> [ACTION ITEM]: The listing below should be written out word for word, with its pictures removed.

----- MATERIAL PROVIDED

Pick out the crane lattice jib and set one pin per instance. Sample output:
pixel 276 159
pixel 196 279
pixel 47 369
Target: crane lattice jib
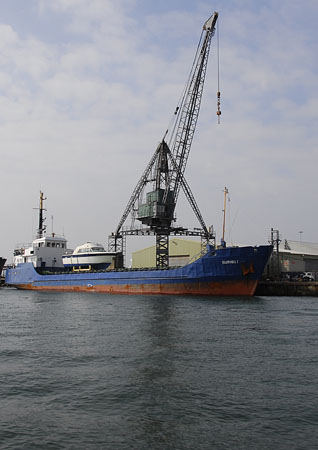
pixel 141 183
pixel 190 110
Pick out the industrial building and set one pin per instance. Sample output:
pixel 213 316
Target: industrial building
pixel 181 252
pixel 297 256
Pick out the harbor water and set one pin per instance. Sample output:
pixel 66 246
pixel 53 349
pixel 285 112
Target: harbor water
pixel 91 371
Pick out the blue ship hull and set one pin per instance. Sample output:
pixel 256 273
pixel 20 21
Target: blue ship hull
pixel 226 271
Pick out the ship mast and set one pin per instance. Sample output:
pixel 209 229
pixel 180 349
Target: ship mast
pixel 42 227
pixel 226 191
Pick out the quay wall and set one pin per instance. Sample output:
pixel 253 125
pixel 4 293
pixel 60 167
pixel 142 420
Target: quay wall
pixel 287 288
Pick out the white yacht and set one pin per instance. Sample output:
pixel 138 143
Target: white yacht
pixel 89 256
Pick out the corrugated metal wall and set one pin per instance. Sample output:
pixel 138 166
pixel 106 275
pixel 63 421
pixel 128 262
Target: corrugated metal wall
pixel 181 251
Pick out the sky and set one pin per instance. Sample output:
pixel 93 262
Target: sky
pixel 87 90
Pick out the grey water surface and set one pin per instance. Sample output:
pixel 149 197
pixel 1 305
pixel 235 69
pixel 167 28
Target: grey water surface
pixel 92 371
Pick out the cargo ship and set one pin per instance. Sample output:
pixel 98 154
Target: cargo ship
pixel 47 264
pixel 227 271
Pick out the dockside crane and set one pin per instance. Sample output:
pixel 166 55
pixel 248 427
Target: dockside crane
pixel 165 170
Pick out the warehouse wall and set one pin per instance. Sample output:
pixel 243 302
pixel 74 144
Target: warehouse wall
pixel 181 251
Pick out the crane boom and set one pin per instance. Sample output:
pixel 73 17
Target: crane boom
pixel 190 110
pixel 166 167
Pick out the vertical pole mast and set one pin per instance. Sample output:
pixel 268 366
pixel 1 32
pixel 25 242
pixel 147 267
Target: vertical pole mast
pixel 226 191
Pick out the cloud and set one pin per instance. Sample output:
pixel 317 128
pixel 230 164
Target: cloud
pixel 81 115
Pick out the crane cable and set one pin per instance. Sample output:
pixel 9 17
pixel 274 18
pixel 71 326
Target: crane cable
pixel 218 112
pixel 175 117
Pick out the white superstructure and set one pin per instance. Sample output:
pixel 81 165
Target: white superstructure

----------

> [RESPONSE BOX]:
Pick out the crane lattice jib and set one pin per instance. Sample output:
pixel 276 159
pixel 196 279
pixel 47 369
Target: crane lattice jib
pixel 141 183
pixel 190 110
Pick out the industrial building and set one pin per instance. Sample output:
pixel 213 316
Target: industrial building
pixel 181 252
pixel 297 256
Pick out the harbor water and set one pin per instance. Sample output:
pixel 66 246
pixel 53 349
pixel 285 112
Target: harbor water
pixel 91 371
Pick out the blue ship hull and set one pin per instance. Sample output:
pixel 256 273
pixel 20 21
Target: blue ship hull
pixel 226 271
Pick out the ship mast and set one pin per instance. Sample output:
pixel 209 229
pixel 180 349
Target: ship mast
pixel 42 227
pixel 226 191
Pick out the quay wall and set one pin per instance. Sample output:
pixel 253 125
pixel 4 293
pixel 60 167
pixel 142 420
Target: quay wall
pixel 287 288
Pick out the white yacht and set one pin per instance. Sample output:
pixel 138 143
Target: white yacht
pixel 89 256
Pick out the corrugated metal wall and set one pin per instance. Sample output:
pixel 138 166
pixel 106 275
pixel 63 421
pixel 128 262
Target: corrugated metal wall
pixel 181 251
Pick out the sky and set one pin per instance. Sample output:
pixel 93 262
Target: sky
pixel 87 90
Pick out the grey water surface and set one pin per instance. Sample output:
pixel 149 197
pixel 1 305
pixel 235 69
pixel 167 28
Target: grey water surface
pixel 92 371
Pick out the cargo ship and set one pin per instance. Sample output:
pixel 98 154
Target: cargo ship
pixel 47 264
pixel 227 271
Pick out the dockside crane and set one pin per instance. Sample output:
pixel 166 55
pixel 248 427
Target: dockside crane
pixel 165 170
Pick out the warehouse wall and set one pin per instance. Sample output:
pixel 243 302
pixel 74 144
Target: warehouse wall
pixel 181 251
Pick out the crane boom and set one pin per instance. Sample output:
pixel 73 17
Target: crane boom
pixel 190 110
pixel 166 167
Pick out the vertical pole mast and set one pin per instance. Sample output:
pixel 268 366
pixel 1 32
pixel 25 242
pixel 147 267
Target: vertical pole mast
pixel 226 191
Pick out the cloud and set one pin per instance. Sample output:
pixel 317 128
pixel 230 164
Target: cloud
pixel 81 115
Pick out the crane cable and set one pin per instance. Sample output:
pixel 9 17
pixel 274 18
pixel 71 326
Target: crane cable
pixel 218 112
pixel 175 117
Pick out the white superstructure and set one pin per instance. Sample output:
pixel 81 165
Target: white superstructure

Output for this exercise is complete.